Your objective =>
Your answer should hold exactly the lines from the one containing "My project requires locating the car bumper" through the end of the material, and no others.

Data for this exercise =>

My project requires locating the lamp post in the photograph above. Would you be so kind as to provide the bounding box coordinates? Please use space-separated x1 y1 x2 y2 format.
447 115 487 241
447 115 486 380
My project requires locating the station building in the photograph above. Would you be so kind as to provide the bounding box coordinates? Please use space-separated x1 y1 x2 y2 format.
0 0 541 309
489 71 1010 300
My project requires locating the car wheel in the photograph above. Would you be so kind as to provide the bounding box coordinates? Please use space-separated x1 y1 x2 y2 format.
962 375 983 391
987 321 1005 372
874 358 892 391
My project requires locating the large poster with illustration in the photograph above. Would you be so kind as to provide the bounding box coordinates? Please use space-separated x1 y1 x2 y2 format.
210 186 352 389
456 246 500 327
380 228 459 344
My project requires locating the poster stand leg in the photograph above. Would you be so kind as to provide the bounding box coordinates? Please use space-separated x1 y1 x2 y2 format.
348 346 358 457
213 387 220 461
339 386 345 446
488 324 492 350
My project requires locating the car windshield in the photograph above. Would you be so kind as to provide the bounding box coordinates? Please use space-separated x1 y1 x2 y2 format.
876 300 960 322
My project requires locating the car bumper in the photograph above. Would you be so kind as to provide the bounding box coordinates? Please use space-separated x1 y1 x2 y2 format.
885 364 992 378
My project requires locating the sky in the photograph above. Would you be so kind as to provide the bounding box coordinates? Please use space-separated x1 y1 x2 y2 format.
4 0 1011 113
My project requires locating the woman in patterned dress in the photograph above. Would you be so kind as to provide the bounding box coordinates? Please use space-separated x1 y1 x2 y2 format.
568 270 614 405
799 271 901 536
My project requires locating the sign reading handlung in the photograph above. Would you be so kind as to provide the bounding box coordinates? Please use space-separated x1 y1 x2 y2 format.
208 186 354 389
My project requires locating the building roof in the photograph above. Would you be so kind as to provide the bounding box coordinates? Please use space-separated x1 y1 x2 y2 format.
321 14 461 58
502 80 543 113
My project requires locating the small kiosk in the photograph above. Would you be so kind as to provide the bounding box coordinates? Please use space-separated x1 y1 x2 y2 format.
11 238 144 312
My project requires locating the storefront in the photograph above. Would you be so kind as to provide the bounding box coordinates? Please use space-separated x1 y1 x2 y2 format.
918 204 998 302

Written response =>
My project requires locating the car bumper in the photograph above. Would you be so kind as to provide the bounding box coordinates? Please use space-separated x1 y1 x2 y2 format.
885 364 992 378
My project requires locating the sky in the photograph above. Would you be so kind as to provide the bounding box coordinates? Please use space-separated x1 y1 x2 y2 format.
4 0 1011 113
My project requires locating the woman in patterned dress in the photograph above. Would you be so kind as to provide the bounding box coordinates? Please use space-separated x1 y1 x2 y2 format.
568 270 614 405
799 271 901 536
My project requires locating the sign reading handlung in the photograph above. Would you be so kind as to provide the bounding box coordinates? Please use space-separated x1 y1 x2 y2 format.
208 186 354 389
My project requires locating the building roof in the photograph above. Would you be so kind as to provide the bounding box coordinates? Please use space-separated x1 y1 x2 y2 format.
321 14 461 58
502 80 543 113
My project requires locating the small kiosk in the photograph above. Would you be so kind as to provide the bounding box coordinates? Please use space-separated x1 y1 x2 y2 format.
11 238 144 312
My project requires locating the storefront in the photograph above. Would you be so kind as to provide the bounding box coordinates? Please use space-separated x1 y1 x2 y2 format.
918 204 998 302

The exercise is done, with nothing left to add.